[TASK OBJECTIVE]: Copy every one of the rows below word for word, leaving out the pictures.

[MATERIAL FOR THIS EXERCISE]:
┌──

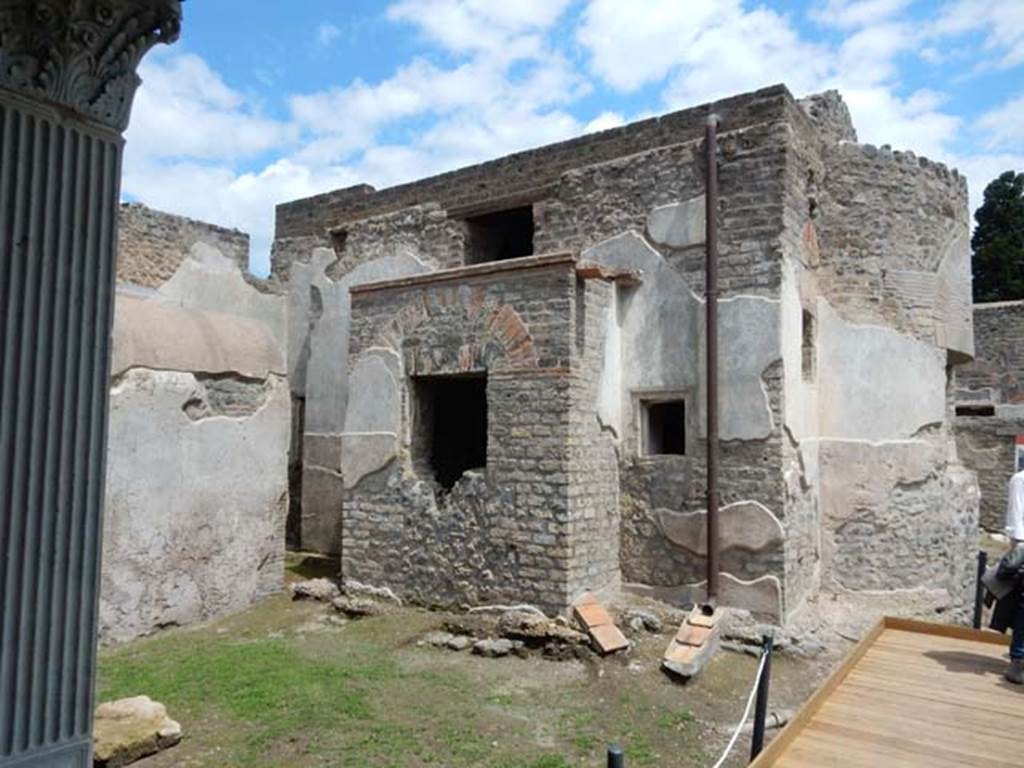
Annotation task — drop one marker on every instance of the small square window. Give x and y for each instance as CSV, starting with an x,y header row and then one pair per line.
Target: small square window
x,y
664,427
500,236
976,410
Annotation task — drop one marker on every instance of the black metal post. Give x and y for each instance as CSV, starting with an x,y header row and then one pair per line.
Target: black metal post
x,y
979,589
761,707
616,759
711,329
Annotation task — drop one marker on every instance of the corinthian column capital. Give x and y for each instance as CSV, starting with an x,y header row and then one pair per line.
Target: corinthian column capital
x,y
82,54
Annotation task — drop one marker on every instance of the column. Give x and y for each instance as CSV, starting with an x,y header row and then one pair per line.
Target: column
x,y
67,82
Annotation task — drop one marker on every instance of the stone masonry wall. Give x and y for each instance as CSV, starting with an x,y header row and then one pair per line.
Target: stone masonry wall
x,y
197,486
993,379
593,492
503,534
152,245
876,260
525,175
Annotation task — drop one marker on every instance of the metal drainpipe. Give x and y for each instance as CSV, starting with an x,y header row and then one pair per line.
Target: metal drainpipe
x,y
711,297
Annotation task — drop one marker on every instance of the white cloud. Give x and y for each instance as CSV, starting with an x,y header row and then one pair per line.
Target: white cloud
x,y
912,123
327,34
200,147
868,55
604,121
745,52
476,25
852,13
629,49
1001,23
1003,126
185,109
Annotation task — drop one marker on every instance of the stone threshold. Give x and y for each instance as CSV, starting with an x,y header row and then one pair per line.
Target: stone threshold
x,y
584,269
522,263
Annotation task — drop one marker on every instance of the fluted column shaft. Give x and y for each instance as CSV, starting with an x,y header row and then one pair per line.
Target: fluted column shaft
x,y
67,78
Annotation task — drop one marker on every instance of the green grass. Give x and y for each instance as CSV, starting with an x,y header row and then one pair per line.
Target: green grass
x,y
278,687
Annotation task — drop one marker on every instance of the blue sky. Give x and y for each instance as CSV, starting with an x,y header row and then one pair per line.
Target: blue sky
x,y
262,102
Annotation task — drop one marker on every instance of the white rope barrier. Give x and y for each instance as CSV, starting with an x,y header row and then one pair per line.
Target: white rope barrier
x,y
747,713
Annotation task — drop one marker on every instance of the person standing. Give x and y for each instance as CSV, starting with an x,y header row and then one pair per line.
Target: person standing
x,y
1011,568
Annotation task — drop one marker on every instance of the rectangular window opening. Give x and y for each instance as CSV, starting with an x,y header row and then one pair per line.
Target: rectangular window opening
x,y
500,236
451,425
807,346
664,427
976,410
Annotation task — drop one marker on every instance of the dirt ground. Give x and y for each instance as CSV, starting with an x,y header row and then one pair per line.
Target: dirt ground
x,y
291,683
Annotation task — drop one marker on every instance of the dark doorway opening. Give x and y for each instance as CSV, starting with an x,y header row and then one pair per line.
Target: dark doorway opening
x,y
293,524
665,428
976,411
451,425
499,236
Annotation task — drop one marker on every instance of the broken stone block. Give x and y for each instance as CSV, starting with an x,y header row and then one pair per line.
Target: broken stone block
x,y
129,729
315,589
445,640
695,643
356,607
496,647
535,629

└──

[OUTPUT FOR THIS EXERCISE]:
Annotation task — drop one marker on every instance of the small square window. Give x and y for each instance as CSV, starting with an x,y header row and then one pair per line.
Target: small square window
x,y
664,427
500,236
976,410
Annotation task — drop one marker on every instance of the black metal post. Give x and y for each instance as CSV, starting with an x,y header row and then one pair per line.
Target: black metal post
x,y
979,589
761,707
616,759
711,329
Annotation task — drop one marker on every instance of the corinthian column capital. Give x and y for each instance as CSV, starting with an x,y header row and then one pair per line.
Target: corinthian column capital
x,y
82,54
Annotation task — drop one marker on every instance of the column. Give x and y for each instance as CSV, starting with an x,y header row and then one pair per line.
Target: column
x,y
67,82
Annotation task — drop one marker on every instance of the stone masonry wall. Give x and y for each instance as CSV, starting with an x,y header row and then one pair per line.
Target: stone masonry wall
x,y
197,486
993,379
593,492
503,534
152,245
876,260
525,175
Annotation task — drop one marker on every instance of the metal drainpipe. Give x and y for each instance as CSV, starting with an x,y header row and then one pair per line.
Target: metal drainpipe
x,y
711,297
Annotation task — drop one marker on every instance of the white cloud. Give x and y for each instance as CSV, starting with an x,y header row and then one pair per line.
Target: white cloud
x,y
912,123
327,34
200,147
868,55
604,121
745,52
476,25
852,13
629,49
1001,23
1003,126
185,109
Annotation task — drop one marker on every instance of the stone threshold. Give x and y for each instance as CSV, starting with an x,y header row and then one pair per line.
Target: stone threshold
x,y
584,269
522,263
Annotation task — drop one marker on every instance of the fluted column shaft. Give x and y for each instance as CSV, starting with an x,y header row and then one pair per line.
Target: fluted column shaft
x,y
67,78
Annotation task — drop one marker on every instance of the green grass. Give x and y for each instance as CSV, starting with an x,y header row and then one pair per line.
Target: green grass
x,y
278,687
Annotation task — drop one marker on every instance of the blue sky. Give x and y for each instance as CSV, starting with an x,y header row and then one pair per line.
Target: blue sky
x,y
262,102
Annotation task — drop one marker on every instance of the white rope barrier. Give x and y for each instance as CSV, starting with an x,y header row and then one pair per line.
Target: white rope barrier
x,y
747,713
Annotation task — drop one marker on every instance of the person standing. Give x and y for each instance as CSV, starting with an x,y header row and then one pair per line.
Target: person standing
x,y
1011,568
Annotation task — drop one marker on every instance of the rectangular window opening. Give x and y for each instance as CSV, starting with an x,y header row and then one pair per line.
Target: rectangular window opening
x,y
500,236
451,425
807,346
664,427
976,410
Annotation task — drop one marker on every instance of the dirt ground. Give x and y for each instance as CSV, starting with an x,y header row and then one pair per line.
Target: dirt ground
x,y
291,683
Annotation task — drop one marker on every instance of the dark doorway opening. Give x and y for each instance as CSV, starting with an x,y header row and then one pair per line.
Target: dark doorway opening
x,y
293,524
665,428
976,411
451,425
499,236
Annotation task — drop one marker on every instance of the broken stone block. Give x and y for each instance as CSV, starting with an x,y header row and then one pair per line.
Target: broken stone block
x,y
129,729
315,589
445,640
695,643
356,607
496,647
535,629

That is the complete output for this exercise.